▶

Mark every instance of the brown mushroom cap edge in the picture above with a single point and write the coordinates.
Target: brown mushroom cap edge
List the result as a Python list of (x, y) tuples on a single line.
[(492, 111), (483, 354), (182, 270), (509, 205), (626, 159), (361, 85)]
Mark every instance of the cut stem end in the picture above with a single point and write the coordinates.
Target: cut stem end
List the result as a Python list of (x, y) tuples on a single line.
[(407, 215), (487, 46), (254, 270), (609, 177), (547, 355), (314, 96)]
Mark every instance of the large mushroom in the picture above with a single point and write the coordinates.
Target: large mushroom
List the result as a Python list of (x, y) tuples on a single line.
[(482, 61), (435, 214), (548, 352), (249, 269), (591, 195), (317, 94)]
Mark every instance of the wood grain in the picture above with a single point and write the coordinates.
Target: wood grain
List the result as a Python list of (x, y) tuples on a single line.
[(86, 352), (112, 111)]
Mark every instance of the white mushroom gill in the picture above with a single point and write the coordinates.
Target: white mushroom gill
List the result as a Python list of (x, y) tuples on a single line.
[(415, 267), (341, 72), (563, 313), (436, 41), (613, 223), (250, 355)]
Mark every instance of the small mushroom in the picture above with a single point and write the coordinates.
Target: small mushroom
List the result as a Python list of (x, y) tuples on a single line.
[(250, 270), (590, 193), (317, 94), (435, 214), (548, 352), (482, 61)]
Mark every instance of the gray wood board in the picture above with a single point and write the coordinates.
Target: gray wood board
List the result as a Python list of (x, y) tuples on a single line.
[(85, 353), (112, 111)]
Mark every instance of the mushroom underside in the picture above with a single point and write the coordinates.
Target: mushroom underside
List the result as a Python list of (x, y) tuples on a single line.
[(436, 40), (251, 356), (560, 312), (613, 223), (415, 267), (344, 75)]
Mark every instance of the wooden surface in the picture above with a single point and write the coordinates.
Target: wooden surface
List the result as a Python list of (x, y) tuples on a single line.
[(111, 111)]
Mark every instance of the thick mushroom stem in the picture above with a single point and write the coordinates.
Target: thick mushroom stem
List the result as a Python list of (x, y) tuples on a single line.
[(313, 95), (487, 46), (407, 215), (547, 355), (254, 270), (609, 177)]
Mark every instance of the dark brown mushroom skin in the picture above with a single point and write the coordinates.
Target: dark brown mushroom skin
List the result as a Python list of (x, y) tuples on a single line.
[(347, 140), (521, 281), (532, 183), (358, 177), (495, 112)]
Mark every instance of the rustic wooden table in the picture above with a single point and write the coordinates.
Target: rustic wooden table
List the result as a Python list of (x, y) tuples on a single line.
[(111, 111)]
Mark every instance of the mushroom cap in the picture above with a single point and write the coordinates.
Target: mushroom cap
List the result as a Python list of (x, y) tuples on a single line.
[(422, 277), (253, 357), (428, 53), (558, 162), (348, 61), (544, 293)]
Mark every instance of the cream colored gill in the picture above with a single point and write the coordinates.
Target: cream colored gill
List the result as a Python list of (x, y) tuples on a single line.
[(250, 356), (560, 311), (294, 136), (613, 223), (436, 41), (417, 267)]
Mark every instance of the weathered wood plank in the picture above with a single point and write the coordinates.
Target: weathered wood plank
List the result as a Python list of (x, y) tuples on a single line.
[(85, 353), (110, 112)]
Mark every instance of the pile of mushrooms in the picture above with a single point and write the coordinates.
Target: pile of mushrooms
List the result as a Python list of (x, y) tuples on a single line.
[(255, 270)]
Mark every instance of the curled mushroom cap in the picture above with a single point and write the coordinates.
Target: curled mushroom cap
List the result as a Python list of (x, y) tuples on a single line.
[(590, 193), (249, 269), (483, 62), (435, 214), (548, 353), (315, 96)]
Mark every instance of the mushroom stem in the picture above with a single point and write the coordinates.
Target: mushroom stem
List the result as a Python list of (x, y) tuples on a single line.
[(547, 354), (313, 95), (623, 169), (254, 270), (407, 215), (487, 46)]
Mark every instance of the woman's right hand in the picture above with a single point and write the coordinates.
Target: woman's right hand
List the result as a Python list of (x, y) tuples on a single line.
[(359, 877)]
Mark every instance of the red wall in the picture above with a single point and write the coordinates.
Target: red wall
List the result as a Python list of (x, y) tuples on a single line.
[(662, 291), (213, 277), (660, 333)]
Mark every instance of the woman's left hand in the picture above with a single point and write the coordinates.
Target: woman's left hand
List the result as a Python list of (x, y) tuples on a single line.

◀

- _Assignment_: Transcribe each line of the data above, unaltered, from the one where "Target: dark brown mushroom skin" appears to the one where "Target: rustic wooden table" appears, inclusive of both.

- _Exercise answer_:
Target: dark brown mushroom skin
List the result as a Python list of (x, y) tuples on a single line.
[(347, 140), (521, 281), (532, 183), (358, 177), (495, 112)]
Mark every instance of the rustic wooden table in the picture above with a single point and write the coordinates.
Target: rustic wooden table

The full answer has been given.